### WHAT TO DO
Set down the records again, keeping each line exactly as it is.

### DATA FOR THIS TASK
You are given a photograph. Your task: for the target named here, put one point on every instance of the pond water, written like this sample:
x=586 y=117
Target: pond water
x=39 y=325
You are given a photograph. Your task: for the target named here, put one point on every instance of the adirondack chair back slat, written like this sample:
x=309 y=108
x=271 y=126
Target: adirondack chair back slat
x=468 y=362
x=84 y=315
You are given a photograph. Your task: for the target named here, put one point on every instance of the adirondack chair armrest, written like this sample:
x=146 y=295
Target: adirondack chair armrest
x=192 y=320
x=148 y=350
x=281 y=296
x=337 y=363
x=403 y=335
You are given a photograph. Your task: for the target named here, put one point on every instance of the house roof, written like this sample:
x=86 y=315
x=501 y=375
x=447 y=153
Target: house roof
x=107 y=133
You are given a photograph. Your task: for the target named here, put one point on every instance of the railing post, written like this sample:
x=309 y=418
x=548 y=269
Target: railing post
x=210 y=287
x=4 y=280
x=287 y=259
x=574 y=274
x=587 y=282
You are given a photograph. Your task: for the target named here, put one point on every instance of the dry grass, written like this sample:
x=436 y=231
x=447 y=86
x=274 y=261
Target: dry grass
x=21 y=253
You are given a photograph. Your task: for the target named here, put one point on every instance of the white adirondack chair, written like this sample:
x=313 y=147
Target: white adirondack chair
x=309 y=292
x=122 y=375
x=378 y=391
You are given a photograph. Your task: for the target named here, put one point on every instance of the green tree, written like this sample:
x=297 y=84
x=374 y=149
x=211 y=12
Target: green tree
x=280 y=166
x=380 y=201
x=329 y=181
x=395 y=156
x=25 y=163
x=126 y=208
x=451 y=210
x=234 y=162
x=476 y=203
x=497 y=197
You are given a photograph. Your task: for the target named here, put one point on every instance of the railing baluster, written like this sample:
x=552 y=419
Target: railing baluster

### RESPONSE AREA
You are given a photograph. Your task: for the target named here, put one point on every instance of the pond water, written like this sample:
x=586 y=117
Target: pond water
x=39 y=325
You are given a photograph. Your task: for the target named here, put one point on every instance of the adirondack chair back slat, written like this sample:
x=309 y=108
x=271 y=126
Target: adirondack chair back slat
x=468 y=362
x=84 y=315
You are given a photograph. Your task: for the target named here, put one point on every instance of the adirondack chair armrest, written like this sample:
x=146 y=295
Target: adirondack chair armrest
x=192 y=320
x=148 y=350
x=281 y=296
x=337 y=363
x=403 y=335
You are given a photograph. Your task: for the target named here, put one point on every instance of the house roof, written like this sample:
x=86 y=315
x=501 y=375
x=447 y=153
Target: house roof
x=107 y=133
You are given a photograph. Your task: for the target named here, put one point on every instance of the railing post, written like this sample:
x=309 y=418
x=548 y=269
Target: railing post
x=210 y=287
x=4 y=280
x=287 y=259
x=574 y=274
x=587 y=282
You are given a photograph. Your task: for the target named here, put one point on every instance of the dry grass, written like this sample:
x=436 y=231
x=447 y=86
x=274 y=261
Target: dry grass
x=21 y=253
You are given a photograph. Your task: for the target named here, put one point on every instance of the white adirondack chair, written like this sample:
x=313 y=147
Target: white adirondack chair
x=309 y=292
x=122 y=375
x=378 y=391
You are given a photograph. Your task: for the target named here, put one point on every instance of the green tree, written like this sample:
x=297 y=84
x=374 y=149
x=211 y=12
Target: green tree
x=280 y=166
x=380 y=201
x=329 y=181
x=395 y=156
x=25 y=163
x=126 y=208
x=451 y=210
x=234 y=162
x=476 y=203
x=497 y=197
You are given a photograph. Your task: for the target named here, put one point on every instance of the railing baluster, written like this sample:
x=552 y=419
Target: railing baluster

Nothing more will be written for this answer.